───── RECORDS FOR THIS EXERCISE
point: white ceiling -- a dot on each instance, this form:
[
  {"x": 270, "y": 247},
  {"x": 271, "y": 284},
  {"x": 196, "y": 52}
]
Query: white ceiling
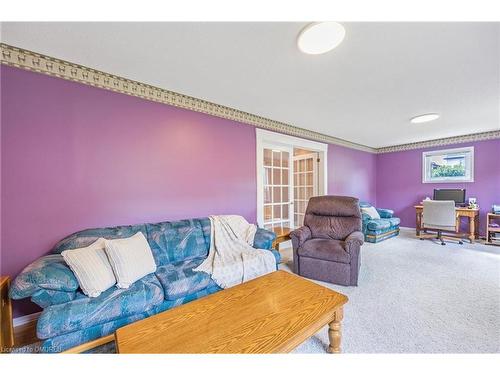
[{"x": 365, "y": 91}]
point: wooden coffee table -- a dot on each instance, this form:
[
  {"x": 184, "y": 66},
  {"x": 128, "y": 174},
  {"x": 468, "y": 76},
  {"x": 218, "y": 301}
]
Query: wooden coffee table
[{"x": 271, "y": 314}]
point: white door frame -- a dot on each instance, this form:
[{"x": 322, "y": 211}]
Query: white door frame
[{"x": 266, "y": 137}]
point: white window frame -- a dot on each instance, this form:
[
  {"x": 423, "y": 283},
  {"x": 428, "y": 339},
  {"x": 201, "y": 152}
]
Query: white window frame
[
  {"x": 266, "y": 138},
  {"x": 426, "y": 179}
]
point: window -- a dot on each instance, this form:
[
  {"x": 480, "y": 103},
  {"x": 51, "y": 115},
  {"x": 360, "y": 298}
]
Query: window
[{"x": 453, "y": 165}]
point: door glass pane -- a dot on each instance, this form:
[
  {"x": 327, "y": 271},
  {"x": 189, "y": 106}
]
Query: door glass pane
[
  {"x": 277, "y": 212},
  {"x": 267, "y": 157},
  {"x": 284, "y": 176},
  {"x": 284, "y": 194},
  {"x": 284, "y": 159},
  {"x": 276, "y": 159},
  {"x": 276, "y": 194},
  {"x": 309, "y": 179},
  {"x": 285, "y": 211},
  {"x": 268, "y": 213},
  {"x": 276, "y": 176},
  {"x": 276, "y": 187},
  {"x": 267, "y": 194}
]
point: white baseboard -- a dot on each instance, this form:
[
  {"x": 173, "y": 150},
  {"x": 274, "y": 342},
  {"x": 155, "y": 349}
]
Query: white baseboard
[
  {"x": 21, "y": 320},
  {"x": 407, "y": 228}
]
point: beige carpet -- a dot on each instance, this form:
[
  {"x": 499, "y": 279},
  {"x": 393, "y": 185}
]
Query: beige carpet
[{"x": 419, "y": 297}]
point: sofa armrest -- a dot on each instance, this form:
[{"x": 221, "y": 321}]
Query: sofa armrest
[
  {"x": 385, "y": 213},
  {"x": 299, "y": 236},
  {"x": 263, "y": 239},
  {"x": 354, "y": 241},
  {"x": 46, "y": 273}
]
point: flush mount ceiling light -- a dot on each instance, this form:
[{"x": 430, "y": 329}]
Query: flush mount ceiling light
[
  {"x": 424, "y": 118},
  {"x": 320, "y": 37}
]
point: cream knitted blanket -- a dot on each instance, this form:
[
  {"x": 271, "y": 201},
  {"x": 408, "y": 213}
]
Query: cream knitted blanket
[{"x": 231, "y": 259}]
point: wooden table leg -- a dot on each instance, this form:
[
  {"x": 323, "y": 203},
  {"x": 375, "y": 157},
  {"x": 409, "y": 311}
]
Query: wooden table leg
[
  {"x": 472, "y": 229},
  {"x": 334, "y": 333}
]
──────────
**EXERCISE DETAILS**
Copy exactly the line containing "point: door glass" and every line after it, ending with the last line of the records above.

**OUTPUT OF THE EXERCISE**
point: door glass pane -- a dot on each instance, this form:
[
  {"x": 327, "y": 271},
  {"x": 189, "y": 106}
]
Query: door glass pane
[
  {"x": 277, "y": 212},
  {"x": 267, "y": 157},
  {"x": 284, "y": 176},
  {"x": 284, "y": 194},
  {"x": 284, "y": 159},
  {"x": 276, "y": 159},
  {"x": 276, "y": 194},
  {"x": 309, "y": 179},
  {"x": 285, "y": 211},
  {"x": 268, "y": 213},
  {"x": 276, "y": 176},
  {"x": 276, "y": 187},
  {"x": 267, "y": 194}
]
point: white baseboard -- a dot on each instance, this form:
[
  {"x": 173, "y": 150},
  {"x": 274, "y": 342},
  {"x": 155, "y": 349}
]
Query: white baseboard
[
  {"x": 21, "y": 320},
  {"x": 407, "y": 228}
]
point: beige carpet -- a dot on each instance, this form:
[
  {"x": 499, "y": 279},
  {"x": 393, "y": 185}
]
Query: beige carpet
[{"x": 419, "y": 297}]
point: sofa armrest -- a dot on each instance, this form:
[{"x": 221, "y": 321}]
Query: sofa armrest
[
  {"x": 385, "y": 213},
  {"x": 299, "y": 236},
  {"x": 263, "y": 239},
  {"x": 354, "y": 241},
  {"x": 46, "y": 273}
]
point: flush mount ceiling light -- a dot on each instance, this form:
[{"x": 430, "y": 329}]
Query: flush mount ceiling light
[
  {"x": 424, "y": 118},
  {"x": 320, "y": 37}
]
point: cream knitted blanket -- a dot on each instance, this form:
[
  {"x": 271, "y": 201},
  {"x": 408, "y": 213}
]
Query: cream knitted blanket
[{"x": 231, "y": 259}]
point: wooden table leg -- a dot on each instance, this form:
[
  {"x": 323, "y": 203},
  {"x": 375, "y": 157},
  {"x": 409, "y": 311}
]
Query: wooden table leg
[
  {"x": 472, "y": 229},
  {"x": 334, "y": 333}
]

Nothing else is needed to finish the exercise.